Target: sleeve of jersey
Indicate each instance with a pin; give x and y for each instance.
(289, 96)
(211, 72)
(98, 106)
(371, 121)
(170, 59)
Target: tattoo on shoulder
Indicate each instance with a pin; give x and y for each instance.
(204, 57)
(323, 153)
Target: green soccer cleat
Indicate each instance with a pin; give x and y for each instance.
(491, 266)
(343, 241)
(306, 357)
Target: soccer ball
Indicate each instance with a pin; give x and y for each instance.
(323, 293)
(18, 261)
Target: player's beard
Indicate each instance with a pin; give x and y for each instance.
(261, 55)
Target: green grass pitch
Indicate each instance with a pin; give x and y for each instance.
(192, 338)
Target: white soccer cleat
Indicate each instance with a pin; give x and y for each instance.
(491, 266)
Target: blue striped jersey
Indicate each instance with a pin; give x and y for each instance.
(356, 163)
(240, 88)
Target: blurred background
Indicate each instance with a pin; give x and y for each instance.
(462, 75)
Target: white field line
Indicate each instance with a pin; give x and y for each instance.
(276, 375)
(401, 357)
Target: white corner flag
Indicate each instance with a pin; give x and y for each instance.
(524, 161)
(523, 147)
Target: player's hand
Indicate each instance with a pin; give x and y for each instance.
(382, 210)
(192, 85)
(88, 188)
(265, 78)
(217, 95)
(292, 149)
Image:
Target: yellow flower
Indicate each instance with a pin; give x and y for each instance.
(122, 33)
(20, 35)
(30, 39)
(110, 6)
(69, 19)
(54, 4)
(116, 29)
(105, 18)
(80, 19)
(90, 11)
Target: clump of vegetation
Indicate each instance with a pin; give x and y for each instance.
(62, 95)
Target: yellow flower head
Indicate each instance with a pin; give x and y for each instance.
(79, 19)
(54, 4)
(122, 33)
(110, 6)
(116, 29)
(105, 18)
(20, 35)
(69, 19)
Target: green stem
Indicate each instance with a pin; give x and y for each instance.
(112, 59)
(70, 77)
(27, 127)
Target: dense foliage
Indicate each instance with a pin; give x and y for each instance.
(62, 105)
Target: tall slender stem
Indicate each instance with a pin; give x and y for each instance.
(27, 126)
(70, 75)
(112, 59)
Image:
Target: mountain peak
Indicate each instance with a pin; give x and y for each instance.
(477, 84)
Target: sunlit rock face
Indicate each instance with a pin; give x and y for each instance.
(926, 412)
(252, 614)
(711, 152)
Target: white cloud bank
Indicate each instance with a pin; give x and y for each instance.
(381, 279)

------------------------

• Task directions:
Restate each of the entries above verbatim.

• Output below:
Target: sleeve of jersey
Indicate each instance with a pin; give x and y for each instance.
(289, 96)
(211, 72)
(98, 106)
(371, 121)
(170, 59)
Target: tattoo on shoulder
Indicate each instance with a pin; give x and y for each instance.
(204, 57)
(323, 153)
Target: green soccer cleat
Indicate each instance with a pin; give x and y for each instance.
(491, 266)
(343, 241)
(306, 357)
Target: soccer ball
Indicate each instance with a pin; give x and y for each instance.
(323, 293)
(18, 261)
Target: player's beard
Indicate each instance with a pin; give x and y for each instance.
(261, 55)
Target: green grass pitch
Indicate each instance with a pin; give x and y for each instance.
(192, 338)
Target: white soccer cleat
Indicate each instance with a pin; give x and y for each instance.
(491, 266)
Target: blue striped jersey
Indicate each instance with a pin; give x and y for each instance.
(356, 163)
(240, 88)
Target: blurred background
Indicate each instance with a pin; give x and y for each instance.
(462, 75)
Target: white field line
Indicate each instance with a pin; give x and y for each instance.
(276, 375)
(401, 357)
Target: white corner flag
Indicate each instance with a pin; give x and y for each instance.
(524, 161)
(523, 147)
Target: player's hand
Indicate each instance with a pin; give x and y for each instance.
(382, 210)
(192, 85)
(88, 188)
(265, 78)
(217, 95)
(292, 149)
Image:
Target: yellow flower
Indicate each instance with a pin; give x and y for each instance.
(122, 33)
(20, 35)
(30, 39)
(110, 6)
(69, 19)
(54, 4)
(116, 29)
(105, 18)
(80, 19)
(90, 11)
Target: clump of vegetation
Indicate each instance with a pin; give x and y for each instance.
(62, 95)
Target: yellow flower head
Indicate each instance with a pin; give x and y for each instance.
(79, 19)
(54, 4)
(122, 33)
(110, 6)
(116, 29)
(105, 18)
(20, 35)
(69, 19)
Target: green stem
Indicate each instance with a pin; give x and y for each instance.
(112, 59)
(70, 77)
(27, 127)
Target: dense foliage
Indicate each instance with a pin; give x and y for each instance.
(62, 105)
Target: tall slender stem
Indicate each instance with a pin; give x and y for each instance.
(27, 126)
(70, 75)
(112, 59)
Image:
Target: mountain peak
Indicate each instance with a pin; give x and y for each instance.
(477, 84)
Target: sunlit rock face
Indicate each instance with a pin; give x and y for each instance.
(926, 412)
(252, 614)
(711, 152)
Target: white cloud bank
Indicate each instance with a pin; give x and y for each instance.
(381, 279)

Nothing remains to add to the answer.